• _Text extract_:
━━━━━━━━━━
# Searching for a new monitor, recommendations?



## drade (Jun 27, 2019)

Hello TPU,

I have not been active in the tech sector for quite some time. I am upgrading my screen but am lost due to the variety out there; it’s overwhelming compared to four years ago. My budget is 400$, any help would be greatly appreciated. Primary uses include gaming and MS products.  My system specs are up to date. Thanks!!


----------



## Eskimonster (Jun 27, 2019)

i reckomend you go read this first








						How to buy a monitor for gaming or working from home
					

If you're in the market for a monitor, CNET's buying guide will set you on the right path.




					www.cnet.com


----------



## c2DDragon (Jun 27, 2019)

Hi there !
Questions !  
Do you want 24" or more ?
Which resolution ? 1080p ? 1440p ? 4k but RIP 144hz ?
What type of panel ? TN for short delays ? IPS for colors (but risks of bleeding) ? VA for the mix of good delays and good colors ?
Also I would advise you to pick what you think is good then test it. You could always send it back if you are not satisfied (I tested like 10 monitors before getting my pick).


----------



## drade (Jun 27, 2019)

More than 24” 
1440p
IPS (TN doesn’t seem to have a good rep these days)
I will definitely test it out. Been looking at MSI and AOC


----------



## thebluebumblebee (Jun 27, 2019)

You already have a <24" Asus Gaming ROG 144hz>  What are you looking to upgrade?


----------



## drade (Jun 27, 2019)

I have a 27” . I’d just like something newer. I’ve had this screen for years and would prefer a screen that is 31” or so


----------



## kapone32 (Jun 27, 2019)

Well I have a 49" 4K IPS monitor from Acer. I got mine for $500. According to my Wattman app the monitor does support 10 but 4:4:4:4. I am not sure if it's for you but I love it. It does not offically have Freesync but works great with Adaptive Sync on in Wattman.






						Canada Computers | Best PC, Laptop, Gaming Gear, Printer, TV, Cables - Canada Computers & Electronics
					

The best deals on laptops, PC, game systems, components, small appliances, cables, and office supplies. Save more by shopping online or in-store!




					www.canadacomputers.com


----------



## Zareek (Jun 27, 2019)

AOC Q3279VWFD8 32" 10bit IPS 75Hz FreeSync, I liked the first one so much I bought a second. My only knock is the stand is a bit wobbly and there are no VESA mounts...


----------



## Eskimonster (Jun 28, 2019)

Acer's 144 Hz, G-Sync Compatible Gaming Monitor Drops to $200
					

Looking for an cheap gaming monitor? Amazon now has the Acer XF270H Bbmiiprx 27-inch gaming monitor on sale for $200.




					www.tomshardware.com


----------



## Jetster (Jun 28, 2019)

Go somewhere and try a wide format 3440X1440 and a 2560X1440. Its a personal preference


----------



## thebluebumblebee (Jun 28, 2019)

$400 seems awfully low for a good monitor of that size.  Did see this though:







One of their gaming monitors was reviewed here: https://www.techpowerup.com/review/acer-predator-xb271hu/


----------



## Zareek (Jun 28, 2019)
━━━━━━━━━━
• _Record excerpts_:
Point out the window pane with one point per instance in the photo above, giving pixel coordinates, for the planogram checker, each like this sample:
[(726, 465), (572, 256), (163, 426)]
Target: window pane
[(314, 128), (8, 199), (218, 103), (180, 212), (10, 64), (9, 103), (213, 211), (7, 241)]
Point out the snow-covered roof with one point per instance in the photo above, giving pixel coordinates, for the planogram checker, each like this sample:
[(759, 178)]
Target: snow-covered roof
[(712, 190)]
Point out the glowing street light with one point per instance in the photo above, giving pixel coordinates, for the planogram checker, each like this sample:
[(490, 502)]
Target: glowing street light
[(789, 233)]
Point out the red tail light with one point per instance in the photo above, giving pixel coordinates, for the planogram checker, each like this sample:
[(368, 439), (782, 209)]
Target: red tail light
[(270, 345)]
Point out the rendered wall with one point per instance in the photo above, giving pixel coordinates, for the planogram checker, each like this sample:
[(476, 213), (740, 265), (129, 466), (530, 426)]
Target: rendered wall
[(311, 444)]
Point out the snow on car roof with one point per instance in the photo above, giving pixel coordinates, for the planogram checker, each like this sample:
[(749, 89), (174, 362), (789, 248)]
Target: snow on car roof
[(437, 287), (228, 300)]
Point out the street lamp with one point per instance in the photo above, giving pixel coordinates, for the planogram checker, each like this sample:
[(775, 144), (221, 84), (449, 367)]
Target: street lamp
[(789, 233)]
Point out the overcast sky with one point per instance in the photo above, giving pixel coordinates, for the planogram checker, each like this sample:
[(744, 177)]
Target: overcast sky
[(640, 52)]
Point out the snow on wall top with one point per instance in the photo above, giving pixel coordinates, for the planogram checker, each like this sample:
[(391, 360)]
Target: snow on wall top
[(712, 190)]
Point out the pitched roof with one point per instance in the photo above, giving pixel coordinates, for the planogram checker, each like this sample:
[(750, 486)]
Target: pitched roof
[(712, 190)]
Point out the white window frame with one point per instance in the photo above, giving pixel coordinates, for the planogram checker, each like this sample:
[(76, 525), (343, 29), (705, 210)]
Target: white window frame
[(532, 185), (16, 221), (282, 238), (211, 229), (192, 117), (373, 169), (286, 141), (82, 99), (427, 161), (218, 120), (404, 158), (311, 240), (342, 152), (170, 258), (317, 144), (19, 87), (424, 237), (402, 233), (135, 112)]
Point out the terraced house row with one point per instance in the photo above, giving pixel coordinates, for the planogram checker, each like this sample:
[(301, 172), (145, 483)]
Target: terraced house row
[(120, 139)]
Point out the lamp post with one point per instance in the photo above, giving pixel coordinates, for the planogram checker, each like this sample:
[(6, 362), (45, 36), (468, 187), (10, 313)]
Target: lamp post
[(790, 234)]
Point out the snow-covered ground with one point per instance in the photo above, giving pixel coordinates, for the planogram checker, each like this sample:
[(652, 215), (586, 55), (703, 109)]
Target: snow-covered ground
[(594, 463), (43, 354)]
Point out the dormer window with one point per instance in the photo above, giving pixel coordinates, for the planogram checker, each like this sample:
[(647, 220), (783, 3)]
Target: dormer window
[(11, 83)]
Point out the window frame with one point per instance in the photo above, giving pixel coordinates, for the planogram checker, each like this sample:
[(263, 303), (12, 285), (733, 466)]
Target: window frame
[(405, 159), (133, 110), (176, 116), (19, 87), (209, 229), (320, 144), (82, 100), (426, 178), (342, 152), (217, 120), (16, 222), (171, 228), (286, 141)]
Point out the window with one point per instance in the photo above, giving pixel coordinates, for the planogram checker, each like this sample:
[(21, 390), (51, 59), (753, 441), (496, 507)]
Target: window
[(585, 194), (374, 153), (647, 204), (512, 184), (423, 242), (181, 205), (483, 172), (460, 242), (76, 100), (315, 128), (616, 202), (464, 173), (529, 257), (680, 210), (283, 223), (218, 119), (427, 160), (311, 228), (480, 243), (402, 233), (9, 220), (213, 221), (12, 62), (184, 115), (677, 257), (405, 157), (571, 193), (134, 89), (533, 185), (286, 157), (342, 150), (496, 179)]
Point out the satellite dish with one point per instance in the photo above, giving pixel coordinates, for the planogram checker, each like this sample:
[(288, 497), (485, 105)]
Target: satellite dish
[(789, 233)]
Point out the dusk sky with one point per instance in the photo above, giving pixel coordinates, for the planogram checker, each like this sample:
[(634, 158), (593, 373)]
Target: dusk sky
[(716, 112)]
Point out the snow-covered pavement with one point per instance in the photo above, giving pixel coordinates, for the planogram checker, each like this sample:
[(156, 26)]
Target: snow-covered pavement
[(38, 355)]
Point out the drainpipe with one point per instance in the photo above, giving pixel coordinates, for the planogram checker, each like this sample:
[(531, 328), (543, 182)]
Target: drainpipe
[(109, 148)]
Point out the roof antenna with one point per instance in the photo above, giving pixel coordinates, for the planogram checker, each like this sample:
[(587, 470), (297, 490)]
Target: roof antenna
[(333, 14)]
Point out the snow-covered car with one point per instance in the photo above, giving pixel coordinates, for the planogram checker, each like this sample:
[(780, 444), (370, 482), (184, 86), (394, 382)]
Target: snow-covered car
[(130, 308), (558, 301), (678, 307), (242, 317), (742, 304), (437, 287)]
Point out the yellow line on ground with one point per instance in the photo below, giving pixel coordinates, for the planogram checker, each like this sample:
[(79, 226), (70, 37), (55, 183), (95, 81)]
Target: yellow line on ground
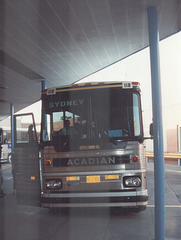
[(167, 206), (6, 167)]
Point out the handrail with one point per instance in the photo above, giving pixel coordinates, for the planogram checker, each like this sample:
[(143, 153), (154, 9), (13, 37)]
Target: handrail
[(166, 155)]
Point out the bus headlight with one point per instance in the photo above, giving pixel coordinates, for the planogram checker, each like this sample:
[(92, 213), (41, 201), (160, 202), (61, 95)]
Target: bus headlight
[(133, 181), (53, 184)]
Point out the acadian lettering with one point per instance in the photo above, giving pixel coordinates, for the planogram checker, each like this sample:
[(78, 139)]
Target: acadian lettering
[(57, 104), (91, 161)]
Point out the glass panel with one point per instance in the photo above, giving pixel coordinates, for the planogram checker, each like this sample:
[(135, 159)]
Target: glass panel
[(25, 132), (93, 117)]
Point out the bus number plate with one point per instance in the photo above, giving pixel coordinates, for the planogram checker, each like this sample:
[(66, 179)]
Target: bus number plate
[(93, 179)]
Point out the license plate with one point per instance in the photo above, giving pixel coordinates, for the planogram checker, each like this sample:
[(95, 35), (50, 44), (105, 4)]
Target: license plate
[(73, 178), (111, 177), (93, 179)]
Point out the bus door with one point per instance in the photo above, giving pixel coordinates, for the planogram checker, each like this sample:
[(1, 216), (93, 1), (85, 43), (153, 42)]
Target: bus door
[(25, 161)]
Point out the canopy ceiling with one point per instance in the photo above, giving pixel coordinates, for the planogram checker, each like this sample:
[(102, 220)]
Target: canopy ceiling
[(63, 41)]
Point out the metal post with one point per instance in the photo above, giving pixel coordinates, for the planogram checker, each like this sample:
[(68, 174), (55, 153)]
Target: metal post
[(12, 128), (43, 85), (159, 175)]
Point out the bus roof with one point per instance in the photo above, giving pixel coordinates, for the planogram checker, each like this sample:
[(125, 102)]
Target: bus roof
[(91, 85)]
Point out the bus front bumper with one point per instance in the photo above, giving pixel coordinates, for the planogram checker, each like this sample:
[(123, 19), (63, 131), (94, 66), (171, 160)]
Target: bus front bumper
[(95, 199)]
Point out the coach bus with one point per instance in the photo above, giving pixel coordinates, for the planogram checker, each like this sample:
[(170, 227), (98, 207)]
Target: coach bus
[(92, 148)]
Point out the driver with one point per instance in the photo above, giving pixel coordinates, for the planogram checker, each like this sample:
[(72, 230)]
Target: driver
[(67, 130)]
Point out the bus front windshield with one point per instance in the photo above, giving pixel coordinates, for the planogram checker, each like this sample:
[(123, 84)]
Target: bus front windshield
[(97, 118)]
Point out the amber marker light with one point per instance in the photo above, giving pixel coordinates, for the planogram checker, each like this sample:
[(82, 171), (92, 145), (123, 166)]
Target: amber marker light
[(48, 163), (134, 158)]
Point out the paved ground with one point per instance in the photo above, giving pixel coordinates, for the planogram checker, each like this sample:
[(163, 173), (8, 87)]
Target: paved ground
[(33, 223)]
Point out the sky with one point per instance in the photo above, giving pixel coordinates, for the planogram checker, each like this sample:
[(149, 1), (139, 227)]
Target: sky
[(137, 68)]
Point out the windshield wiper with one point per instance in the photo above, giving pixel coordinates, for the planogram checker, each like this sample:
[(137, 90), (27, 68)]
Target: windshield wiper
[(110, 138)]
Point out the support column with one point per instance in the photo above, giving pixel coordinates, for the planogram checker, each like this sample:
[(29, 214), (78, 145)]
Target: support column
[(12, 128), (159, 175)]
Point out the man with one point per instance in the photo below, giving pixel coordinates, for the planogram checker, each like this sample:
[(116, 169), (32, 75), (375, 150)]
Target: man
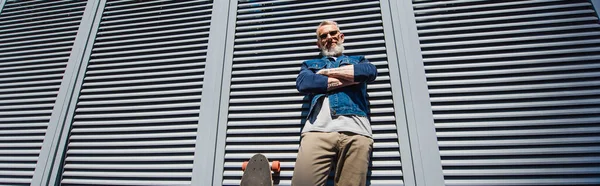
[(337, 127)]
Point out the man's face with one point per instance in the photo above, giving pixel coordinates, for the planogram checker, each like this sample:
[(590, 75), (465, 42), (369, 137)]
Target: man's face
[(329, 37)]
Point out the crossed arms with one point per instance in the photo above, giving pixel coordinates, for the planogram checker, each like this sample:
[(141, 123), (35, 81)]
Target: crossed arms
[(326, 80)]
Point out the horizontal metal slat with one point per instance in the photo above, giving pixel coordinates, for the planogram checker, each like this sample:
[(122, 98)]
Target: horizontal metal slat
[(64, 7), (520, 181), (422, 18), (39, 21), (514, 54), (254, 7), (139, 14), (515, 70), (279, 38), (545, 151), (136, 114), (139, 52), (85, 103), (290, 49), (138, 8), (308, 16), (515, 47), (144, 73), (144, 57), (140, 88), (79, 181), (26, 106), (142, 107), (154, 20), (474, 81), (506, 25), (117, 67), (133, 143), (141, 94), (144, 80), (150, 167), (287, 13), (516, 62), (75, 21), (302, 55), (435, 4), (503, 33), (522, 161), (516, 172), (519, 132), (518, 142), (515, 105), (150, 158), (555, 94), (131, 151), (520, 123), (511, 114), (250, 27), (151, 45), (448, 24), (20, 95)]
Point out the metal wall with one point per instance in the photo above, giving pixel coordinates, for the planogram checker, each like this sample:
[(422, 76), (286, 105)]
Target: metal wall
[(133, 92), (514, 90)]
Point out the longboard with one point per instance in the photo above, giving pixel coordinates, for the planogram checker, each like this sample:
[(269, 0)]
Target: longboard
[(257, 171)]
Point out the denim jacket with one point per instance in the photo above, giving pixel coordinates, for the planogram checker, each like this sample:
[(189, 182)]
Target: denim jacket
[(350, 100)]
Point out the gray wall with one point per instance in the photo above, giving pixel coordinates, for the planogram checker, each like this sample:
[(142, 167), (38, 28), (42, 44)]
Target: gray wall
[(182, 92)]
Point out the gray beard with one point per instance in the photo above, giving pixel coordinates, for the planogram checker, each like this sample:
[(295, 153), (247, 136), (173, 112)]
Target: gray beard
[(335, 51)]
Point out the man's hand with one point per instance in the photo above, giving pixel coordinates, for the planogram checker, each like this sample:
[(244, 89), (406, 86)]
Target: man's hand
[(345, 72), (334, 83)]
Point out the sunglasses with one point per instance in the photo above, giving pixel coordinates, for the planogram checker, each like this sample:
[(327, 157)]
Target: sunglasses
[(332, 34)]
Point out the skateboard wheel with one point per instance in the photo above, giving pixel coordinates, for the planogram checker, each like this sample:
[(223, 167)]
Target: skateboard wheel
[(276, 166), (244, 165)]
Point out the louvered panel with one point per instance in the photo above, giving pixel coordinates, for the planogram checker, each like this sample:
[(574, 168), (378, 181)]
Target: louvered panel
[(36, 39), (265, 109), (136, 119), (514, 90)]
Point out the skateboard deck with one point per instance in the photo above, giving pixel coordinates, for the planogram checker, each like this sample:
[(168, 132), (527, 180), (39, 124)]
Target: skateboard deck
[(257, 171)]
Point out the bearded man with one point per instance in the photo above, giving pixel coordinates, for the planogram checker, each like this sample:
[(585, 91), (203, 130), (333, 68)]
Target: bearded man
[(337, 127)]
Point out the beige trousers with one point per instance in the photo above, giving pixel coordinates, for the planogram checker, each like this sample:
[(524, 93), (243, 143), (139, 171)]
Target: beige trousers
[(319, 149)]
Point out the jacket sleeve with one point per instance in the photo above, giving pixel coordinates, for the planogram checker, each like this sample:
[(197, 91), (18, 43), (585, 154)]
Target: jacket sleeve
[(308, 82), (364, 71)]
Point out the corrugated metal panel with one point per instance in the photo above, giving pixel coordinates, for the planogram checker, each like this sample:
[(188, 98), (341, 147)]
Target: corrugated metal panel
[(137, 115), (514, 89), (266, 111), (36, 39)]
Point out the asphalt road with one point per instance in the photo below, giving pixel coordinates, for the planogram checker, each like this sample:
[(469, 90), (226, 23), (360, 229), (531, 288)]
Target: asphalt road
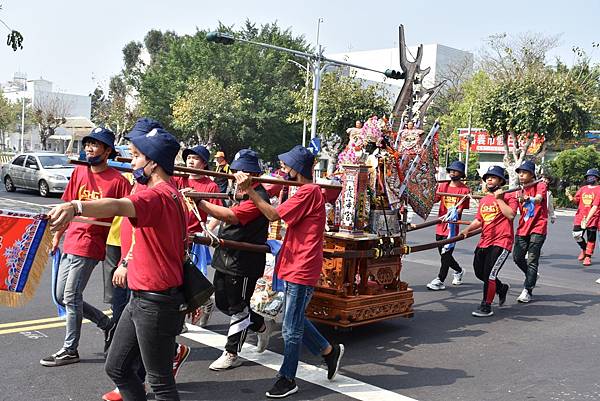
[(545, 350)]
━━━━━━━━━━
• _The tasks_:
1) In the monitor thread, what is Zareek's one complaint about the AOC Q3279VWFD8?
2) Reproduce the part of the monitor thread between "www.cnet.com" and "RIP 144hz ?", inclusive.
3) Carry on the monitor forum thread past its final line.

• _Answer list_:
1) The stand is a bit wobbly and there are no VESA mounts.

2)
www.cnet.com


----------



## c2DDragon (Jun 27, 2019)

Hi there !
Questions !  
Do you want 24" or more ?
Which resolution ? 1080p ? 1440p ? 4k but RIP 144hz ?

3)
Did I miss something with regards to curved LCDs? Is there an advantage of some sort that I don't know about? I really figured the whole ooh look at this it's curved thing would wear off by now.


----------



## Bones (Jun 28, 2019)

Zareek said:


> Did I miss something with regards to curved LCDs? Is there an advantage of some sort that I don't know about? I really figured the whole ooh look at this it's curved thing would wear off by now.


Makes a difference in that if you look at any part of the screen it looks "Flat" as if you are still looking at the center of the monitor. Bought a curved 31' for the wife and it's great, wish I had gotten one for myself too but grabbed a standard type 32' 4K monitor instead.... And it wasn't cheap as in over $800, this being it. Not as expensive as it's shown for in this listing but it's the one I got earlier. https://www.newegg.com/viewsonic-vp3268-4k-32-uhd/p/1B4-009M-000P6
However this one should last as close to forever as it gets - At least I hope it does.


----------



## Zareek (Jun 28, 2019)

Bones said:


> Makes a difference in that if you look at any part of the screen it looks "Flat" as if you are still looking at the center of the monitor. Bought a curved 31' for the wife and it's great, wish I had gotten one for myself too but grabbed a standard type 32' 4K monitor instead.... And it wasn't cheap as in over $800, this being it. Not as expensive as it's shown for in this listing but it's the one I got earlier. https://www.newegg.com/viewsonic-vp3268-4k-32-uhd/p/1B4-009M-000P6
> However this one should last as close to forever as it gets - At least I hope it does.


I guess I need to spend some time with one and maybe I will get it. Currently, I don't feel like things toward the edges looking different than the things in the center. The brain does amazing things with respect to sight. It could be something like that, the same way our brain takes the sight of quickly moving repetitive frames and makes them look like real life.


----------



## Eskimonster (Jun 28, 2019)

QHD for $250 Off: BenQ Gaming Monitor Tempts With 144 Hz, FreeSync 2
					

Looking for a new gaming monitor? The BenQ EX3203R 32-inch curved gaming monitor is now $450.




					www.tomshardware.com


----------



## Vayra86 (Jun 28, 2019)

Zareek said:


> I guess I need to spend some time with one and maybe I will get it. Currently, I don't feel like things toward the edges looking different than the things in the center. The brain does amazing things with respect to sight. It could be something like that, the same way our brain takes the sight of quickly moving repetitive frames and makes them look like real life.



A greater advantage of having curved comes out if you combine it with VA.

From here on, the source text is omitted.